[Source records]
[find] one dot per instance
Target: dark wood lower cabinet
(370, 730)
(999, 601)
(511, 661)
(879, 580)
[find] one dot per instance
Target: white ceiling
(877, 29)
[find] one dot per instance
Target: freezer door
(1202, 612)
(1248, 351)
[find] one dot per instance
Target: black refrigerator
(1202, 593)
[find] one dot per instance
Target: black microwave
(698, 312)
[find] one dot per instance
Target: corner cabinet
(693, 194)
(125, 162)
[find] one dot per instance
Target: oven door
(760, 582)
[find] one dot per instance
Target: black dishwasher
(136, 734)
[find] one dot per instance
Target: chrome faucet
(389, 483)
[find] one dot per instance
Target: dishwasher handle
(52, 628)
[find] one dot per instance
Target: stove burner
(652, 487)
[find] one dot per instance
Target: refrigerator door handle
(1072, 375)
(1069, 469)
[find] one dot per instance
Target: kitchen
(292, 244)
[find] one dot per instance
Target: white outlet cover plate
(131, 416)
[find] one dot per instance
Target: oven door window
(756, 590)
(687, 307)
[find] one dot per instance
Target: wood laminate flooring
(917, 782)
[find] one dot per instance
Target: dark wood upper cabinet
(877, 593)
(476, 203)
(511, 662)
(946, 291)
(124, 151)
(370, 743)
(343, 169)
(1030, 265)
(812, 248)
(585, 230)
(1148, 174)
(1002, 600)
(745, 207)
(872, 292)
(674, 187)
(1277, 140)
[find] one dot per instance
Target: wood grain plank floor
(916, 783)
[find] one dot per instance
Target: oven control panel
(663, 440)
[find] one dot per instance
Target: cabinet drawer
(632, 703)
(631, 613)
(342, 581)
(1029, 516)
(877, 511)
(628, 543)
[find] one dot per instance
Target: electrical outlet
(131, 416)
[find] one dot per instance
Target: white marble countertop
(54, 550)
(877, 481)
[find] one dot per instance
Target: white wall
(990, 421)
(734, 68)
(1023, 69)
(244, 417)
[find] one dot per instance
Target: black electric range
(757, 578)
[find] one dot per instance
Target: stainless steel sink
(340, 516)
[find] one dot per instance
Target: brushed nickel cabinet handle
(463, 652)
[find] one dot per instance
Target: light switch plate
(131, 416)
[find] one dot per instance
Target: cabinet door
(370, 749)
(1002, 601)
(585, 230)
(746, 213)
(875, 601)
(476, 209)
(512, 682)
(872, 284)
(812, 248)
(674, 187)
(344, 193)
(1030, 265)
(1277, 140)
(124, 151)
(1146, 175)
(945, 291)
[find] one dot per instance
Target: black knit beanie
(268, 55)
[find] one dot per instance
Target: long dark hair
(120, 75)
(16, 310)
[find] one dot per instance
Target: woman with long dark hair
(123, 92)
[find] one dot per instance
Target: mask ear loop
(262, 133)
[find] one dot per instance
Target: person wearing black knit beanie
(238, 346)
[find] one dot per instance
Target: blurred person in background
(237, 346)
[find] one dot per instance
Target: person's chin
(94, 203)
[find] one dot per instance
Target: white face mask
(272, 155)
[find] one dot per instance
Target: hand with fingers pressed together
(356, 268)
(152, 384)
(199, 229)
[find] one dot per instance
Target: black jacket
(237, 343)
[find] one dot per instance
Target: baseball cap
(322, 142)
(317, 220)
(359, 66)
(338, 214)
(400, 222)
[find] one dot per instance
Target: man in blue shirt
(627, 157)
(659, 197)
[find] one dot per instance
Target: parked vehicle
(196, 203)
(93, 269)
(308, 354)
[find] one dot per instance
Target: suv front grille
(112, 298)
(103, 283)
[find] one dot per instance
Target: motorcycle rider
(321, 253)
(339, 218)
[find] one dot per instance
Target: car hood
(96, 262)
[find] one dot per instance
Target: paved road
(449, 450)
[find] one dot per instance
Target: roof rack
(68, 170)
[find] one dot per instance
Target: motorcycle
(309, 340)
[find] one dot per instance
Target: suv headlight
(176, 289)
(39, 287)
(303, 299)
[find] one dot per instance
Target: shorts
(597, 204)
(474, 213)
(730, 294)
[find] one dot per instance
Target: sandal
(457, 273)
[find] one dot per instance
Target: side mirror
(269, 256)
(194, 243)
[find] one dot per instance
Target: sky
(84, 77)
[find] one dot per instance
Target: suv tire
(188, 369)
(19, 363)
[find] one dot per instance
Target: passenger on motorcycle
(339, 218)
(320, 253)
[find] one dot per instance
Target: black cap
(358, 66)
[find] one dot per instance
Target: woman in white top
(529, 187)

- [TASK GOAL]: Change "freezer door" to "freezer drawer" in the records from their first line up to and including the line with "(1202, 593)". Give back only those lines, with everything else left the same.

- [FINISHED TASK]:
[find] one dot per instance
Target: dark wood lower cabinet
(370, 730)
(999, 601)
(511, 661)
(879, 580)
[find] one dot per instance
Target: white ceiling
(877, 29)
[find] one dot per instance
Target: freezer drawer
(1202, 612)
(1248, 351)
[find] one dot per instance
Target: black refrigerator
(1202, 593)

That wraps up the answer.